=== Begin Enclosure ===

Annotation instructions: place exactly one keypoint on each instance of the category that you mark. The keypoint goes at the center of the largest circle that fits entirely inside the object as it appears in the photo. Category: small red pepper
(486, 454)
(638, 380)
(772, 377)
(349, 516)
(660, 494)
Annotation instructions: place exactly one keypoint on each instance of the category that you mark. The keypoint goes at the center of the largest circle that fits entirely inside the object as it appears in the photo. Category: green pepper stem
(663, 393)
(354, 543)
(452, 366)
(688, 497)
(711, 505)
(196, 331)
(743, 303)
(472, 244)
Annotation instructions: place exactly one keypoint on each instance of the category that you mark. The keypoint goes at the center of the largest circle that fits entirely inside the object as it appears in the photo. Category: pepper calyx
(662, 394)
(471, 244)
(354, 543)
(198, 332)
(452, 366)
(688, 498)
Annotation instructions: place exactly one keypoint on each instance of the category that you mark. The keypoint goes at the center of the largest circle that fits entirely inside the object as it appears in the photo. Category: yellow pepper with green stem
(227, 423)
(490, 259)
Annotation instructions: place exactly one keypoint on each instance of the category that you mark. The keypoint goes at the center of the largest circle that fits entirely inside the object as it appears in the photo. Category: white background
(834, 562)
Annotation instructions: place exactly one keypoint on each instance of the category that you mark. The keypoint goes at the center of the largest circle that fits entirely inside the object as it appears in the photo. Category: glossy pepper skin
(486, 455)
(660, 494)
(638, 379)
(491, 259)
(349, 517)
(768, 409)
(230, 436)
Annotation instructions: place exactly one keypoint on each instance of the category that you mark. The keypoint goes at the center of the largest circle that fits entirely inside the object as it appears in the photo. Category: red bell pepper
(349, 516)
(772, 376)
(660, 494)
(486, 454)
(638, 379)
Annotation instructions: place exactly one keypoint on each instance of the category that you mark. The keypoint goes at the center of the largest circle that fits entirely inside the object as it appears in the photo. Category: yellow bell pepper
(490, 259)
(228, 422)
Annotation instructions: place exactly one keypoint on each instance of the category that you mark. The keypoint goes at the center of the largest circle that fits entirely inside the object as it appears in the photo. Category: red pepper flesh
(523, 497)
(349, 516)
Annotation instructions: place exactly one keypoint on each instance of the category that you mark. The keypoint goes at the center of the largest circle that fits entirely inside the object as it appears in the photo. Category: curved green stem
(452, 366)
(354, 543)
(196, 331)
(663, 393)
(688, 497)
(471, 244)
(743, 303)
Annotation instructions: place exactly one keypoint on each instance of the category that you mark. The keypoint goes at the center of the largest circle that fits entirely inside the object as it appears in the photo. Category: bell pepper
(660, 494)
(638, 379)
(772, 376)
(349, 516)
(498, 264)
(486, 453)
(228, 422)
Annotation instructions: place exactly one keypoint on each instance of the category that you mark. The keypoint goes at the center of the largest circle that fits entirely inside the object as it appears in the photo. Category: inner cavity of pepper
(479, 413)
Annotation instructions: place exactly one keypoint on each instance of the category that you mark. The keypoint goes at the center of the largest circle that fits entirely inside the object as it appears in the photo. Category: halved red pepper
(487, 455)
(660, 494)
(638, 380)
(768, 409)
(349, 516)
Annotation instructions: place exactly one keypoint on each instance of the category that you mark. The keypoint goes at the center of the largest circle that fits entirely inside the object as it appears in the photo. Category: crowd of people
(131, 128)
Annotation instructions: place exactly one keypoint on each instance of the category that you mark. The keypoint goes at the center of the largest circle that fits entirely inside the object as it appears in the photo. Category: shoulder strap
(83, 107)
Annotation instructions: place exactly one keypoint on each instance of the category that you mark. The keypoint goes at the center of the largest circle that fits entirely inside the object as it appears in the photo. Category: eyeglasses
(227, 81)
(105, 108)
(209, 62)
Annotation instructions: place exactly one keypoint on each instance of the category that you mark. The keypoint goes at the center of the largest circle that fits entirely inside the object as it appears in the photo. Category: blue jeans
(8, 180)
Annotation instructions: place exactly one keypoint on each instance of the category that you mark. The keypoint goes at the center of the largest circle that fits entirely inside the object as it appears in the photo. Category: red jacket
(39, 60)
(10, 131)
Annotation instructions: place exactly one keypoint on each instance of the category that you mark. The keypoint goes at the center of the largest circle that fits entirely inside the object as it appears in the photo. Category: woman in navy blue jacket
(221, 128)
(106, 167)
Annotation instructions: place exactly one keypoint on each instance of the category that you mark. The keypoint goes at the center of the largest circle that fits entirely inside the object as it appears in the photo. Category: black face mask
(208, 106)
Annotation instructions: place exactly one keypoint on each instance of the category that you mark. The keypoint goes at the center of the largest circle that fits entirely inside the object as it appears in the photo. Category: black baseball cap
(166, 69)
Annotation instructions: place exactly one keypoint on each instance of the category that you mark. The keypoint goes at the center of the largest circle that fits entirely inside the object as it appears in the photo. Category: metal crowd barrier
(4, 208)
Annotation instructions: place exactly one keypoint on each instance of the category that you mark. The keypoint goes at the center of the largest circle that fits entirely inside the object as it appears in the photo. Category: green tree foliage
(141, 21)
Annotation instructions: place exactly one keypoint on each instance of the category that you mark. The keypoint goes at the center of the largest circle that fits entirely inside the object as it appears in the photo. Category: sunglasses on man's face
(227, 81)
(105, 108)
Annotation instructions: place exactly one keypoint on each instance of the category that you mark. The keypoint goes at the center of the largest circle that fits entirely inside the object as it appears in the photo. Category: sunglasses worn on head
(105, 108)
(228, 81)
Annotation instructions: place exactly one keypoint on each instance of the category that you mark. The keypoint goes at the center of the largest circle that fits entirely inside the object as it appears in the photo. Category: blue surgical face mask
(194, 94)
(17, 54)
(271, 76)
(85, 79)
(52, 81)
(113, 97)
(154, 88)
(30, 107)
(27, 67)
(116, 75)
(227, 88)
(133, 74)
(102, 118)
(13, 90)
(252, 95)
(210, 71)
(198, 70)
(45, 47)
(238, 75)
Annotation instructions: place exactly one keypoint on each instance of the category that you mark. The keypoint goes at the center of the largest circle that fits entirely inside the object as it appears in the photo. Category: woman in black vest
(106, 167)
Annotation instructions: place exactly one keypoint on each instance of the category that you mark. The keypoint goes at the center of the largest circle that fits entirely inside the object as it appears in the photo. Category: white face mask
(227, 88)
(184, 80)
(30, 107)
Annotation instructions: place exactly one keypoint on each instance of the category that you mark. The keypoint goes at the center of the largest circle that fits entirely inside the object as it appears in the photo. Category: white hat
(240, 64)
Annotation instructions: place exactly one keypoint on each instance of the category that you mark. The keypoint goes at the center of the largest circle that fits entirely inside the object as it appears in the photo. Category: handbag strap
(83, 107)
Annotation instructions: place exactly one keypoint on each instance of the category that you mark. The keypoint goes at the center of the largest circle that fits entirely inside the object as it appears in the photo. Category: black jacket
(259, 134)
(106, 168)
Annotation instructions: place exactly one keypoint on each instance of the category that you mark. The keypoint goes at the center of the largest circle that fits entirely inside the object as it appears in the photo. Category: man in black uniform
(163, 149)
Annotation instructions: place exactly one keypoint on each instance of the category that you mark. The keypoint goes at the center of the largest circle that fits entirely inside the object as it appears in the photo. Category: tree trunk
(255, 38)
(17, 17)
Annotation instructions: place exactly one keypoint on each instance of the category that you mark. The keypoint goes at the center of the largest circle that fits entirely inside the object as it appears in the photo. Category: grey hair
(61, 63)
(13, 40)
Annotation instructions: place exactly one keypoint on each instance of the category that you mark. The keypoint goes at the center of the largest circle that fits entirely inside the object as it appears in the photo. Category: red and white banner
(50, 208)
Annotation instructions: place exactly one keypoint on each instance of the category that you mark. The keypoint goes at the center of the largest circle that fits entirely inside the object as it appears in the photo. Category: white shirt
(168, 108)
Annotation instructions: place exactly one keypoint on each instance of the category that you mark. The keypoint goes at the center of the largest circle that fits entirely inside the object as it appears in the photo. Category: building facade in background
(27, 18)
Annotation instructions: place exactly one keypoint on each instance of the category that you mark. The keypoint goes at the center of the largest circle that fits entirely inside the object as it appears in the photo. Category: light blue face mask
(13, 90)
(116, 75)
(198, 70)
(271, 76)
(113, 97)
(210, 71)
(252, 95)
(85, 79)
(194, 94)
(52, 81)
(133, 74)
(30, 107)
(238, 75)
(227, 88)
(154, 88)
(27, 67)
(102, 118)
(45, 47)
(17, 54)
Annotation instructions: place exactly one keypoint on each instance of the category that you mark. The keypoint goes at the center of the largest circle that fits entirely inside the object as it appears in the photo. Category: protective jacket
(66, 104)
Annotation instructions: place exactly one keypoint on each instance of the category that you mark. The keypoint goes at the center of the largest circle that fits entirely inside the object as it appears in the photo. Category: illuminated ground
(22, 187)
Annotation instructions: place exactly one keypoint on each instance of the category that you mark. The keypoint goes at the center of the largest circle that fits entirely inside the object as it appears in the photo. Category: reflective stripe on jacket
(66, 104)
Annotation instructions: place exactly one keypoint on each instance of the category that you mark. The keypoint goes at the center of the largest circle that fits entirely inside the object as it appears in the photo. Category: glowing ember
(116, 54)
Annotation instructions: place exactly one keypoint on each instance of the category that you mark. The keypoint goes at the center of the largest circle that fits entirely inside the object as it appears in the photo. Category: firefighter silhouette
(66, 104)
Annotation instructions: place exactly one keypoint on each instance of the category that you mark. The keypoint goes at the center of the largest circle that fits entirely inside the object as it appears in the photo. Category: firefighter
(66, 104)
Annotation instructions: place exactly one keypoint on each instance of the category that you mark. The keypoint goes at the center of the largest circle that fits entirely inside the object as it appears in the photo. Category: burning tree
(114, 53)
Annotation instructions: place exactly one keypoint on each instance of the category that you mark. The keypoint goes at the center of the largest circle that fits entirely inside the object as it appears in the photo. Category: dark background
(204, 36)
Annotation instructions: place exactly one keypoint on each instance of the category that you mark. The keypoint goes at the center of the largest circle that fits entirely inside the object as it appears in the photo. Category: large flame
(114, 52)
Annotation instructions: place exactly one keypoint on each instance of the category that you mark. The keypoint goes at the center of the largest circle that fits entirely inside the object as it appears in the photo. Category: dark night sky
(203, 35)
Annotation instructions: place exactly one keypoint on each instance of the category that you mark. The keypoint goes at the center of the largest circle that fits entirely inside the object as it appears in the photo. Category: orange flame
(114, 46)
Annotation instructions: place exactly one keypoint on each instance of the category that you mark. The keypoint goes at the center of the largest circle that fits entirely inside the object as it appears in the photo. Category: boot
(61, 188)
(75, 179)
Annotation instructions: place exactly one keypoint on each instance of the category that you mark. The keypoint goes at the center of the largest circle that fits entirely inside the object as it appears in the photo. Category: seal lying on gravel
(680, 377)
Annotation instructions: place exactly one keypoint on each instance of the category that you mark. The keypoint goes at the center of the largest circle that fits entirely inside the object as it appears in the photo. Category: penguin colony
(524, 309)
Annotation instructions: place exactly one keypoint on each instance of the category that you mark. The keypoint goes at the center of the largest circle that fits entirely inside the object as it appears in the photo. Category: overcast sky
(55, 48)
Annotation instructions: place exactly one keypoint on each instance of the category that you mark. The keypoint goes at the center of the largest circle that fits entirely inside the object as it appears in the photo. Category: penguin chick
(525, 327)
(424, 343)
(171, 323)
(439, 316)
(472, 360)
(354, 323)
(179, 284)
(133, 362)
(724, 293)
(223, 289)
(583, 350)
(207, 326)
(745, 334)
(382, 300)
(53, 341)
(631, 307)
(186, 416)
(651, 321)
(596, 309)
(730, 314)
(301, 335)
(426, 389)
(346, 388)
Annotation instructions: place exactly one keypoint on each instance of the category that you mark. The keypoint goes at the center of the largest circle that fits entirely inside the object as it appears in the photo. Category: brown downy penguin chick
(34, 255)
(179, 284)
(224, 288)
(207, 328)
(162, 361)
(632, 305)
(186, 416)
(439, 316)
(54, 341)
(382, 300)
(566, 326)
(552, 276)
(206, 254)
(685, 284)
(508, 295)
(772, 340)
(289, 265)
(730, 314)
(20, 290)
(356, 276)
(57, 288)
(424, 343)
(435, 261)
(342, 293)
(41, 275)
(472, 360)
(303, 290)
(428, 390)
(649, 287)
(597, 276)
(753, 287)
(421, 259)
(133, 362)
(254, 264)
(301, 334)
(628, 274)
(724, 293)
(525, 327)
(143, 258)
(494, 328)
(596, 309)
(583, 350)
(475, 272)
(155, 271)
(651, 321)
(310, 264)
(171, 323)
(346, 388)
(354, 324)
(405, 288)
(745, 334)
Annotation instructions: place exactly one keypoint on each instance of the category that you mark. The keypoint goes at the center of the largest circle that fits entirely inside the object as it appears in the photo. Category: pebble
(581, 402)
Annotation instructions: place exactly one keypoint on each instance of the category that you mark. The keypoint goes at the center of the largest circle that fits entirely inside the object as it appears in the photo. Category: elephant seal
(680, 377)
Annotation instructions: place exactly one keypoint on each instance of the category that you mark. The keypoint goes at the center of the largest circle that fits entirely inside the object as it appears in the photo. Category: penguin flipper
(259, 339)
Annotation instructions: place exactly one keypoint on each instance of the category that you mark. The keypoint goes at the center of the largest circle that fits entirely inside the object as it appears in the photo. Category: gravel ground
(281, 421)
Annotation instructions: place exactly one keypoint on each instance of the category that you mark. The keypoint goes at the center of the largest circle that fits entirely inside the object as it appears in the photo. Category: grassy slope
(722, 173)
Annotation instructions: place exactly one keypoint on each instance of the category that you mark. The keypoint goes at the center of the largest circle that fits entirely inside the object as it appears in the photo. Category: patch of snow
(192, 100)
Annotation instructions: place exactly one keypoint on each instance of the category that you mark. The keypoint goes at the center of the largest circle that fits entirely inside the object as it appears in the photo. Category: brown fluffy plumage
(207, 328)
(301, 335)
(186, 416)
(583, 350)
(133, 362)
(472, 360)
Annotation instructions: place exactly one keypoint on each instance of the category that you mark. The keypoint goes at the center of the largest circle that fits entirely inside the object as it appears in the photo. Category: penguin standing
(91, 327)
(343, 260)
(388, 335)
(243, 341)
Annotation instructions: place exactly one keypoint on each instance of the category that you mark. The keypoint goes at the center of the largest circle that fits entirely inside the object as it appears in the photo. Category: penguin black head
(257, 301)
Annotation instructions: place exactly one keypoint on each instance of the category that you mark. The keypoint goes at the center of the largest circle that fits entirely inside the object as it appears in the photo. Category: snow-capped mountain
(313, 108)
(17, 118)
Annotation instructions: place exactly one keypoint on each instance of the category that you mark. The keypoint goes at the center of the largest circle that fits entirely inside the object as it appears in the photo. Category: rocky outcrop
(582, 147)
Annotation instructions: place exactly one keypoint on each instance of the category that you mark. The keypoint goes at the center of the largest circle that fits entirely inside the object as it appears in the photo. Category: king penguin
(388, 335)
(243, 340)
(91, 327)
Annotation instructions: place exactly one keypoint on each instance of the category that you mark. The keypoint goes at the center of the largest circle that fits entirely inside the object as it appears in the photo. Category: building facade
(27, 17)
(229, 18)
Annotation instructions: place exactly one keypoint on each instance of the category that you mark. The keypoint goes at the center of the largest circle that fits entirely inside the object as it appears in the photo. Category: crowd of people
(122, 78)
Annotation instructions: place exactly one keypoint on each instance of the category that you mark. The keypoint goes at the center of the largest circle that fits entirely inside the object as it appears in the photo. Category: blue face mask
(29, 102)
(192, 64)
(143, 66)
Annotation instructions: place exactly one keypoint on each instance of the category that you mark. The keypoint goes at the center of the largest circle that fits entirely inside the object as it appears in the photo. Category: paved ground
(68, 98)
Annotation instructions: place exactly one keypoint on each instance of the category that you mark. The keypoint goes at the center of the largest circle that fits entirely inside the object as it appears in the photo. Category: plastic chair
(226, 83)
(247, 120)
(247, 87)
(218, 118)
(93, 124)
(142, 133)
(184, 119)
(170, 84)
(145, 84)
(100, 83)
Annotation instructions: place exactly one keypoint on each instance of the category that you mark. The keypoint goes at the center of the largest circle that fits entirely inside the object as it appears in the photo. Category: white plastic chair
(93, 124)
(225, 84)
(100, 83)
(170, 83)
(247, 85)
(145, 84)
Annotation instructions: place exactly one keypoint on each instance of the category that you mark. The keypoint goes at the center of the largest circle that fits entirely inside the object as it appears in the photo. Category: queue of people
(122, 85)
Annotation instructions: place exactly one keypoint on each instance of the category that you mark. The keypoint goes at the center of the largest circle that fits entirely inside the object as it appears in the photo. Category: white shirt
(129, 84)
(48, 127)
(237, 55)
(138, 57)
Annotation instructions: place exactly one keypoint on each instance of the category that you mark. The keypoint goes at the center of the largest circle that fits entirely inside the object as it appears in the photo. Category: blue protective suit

=== End Enclosure ===

Exercise aim: Write out, exactly as given, the line containing "Category: plastic chair" and every line after it to the end of the records. Include nothing else.

Task response:
Annotation instructions: place exactly one keypoint on each instance of the category that you mark. The keypoint goes at the center of the largest circle that fits entirely inside the object as it appears in the photo. Category: plastic chair
(226, 83)
(247, 120)
(247, 87)
(218, 118)
(93, 124)
(142, 133)
(184, 119)
(170, 84)
(145, 84)
(100, 83)
Annotation instructions: place exactly one keypoint on each instance of the category that you mark. The keypoint goes at the center of the largest circle that fits entirely inside the object as it appears in the photo. Category: white plastic chair
(93, 124)
(225, 84)
(100, 83)
(170, 83)
(247, 85)
(145, 84)
Annotation instructions: place exactly one keypoint on each instance of the category that you mark. The keypoint goes at the center of the largest circle that fits entirely inside the object as it appears in the photo. Category: queue of people
(122, 85)
Annotation instructions: place exactly one keypoint on each instance of the category that you mark. The keypoint goes at the center of the largest circle that fits entirely inside the object as it appears in the photo. Category: white shirt
(129, 84)
(48, 127)
(237, 55)
(138, 57)
Annotation instructions: place exactly one keypoint on each instance of the category that you mark. The keypoint goes at the center of the largest circle that fits entirely inside the object as it appears in the photo. Category: blue protective suit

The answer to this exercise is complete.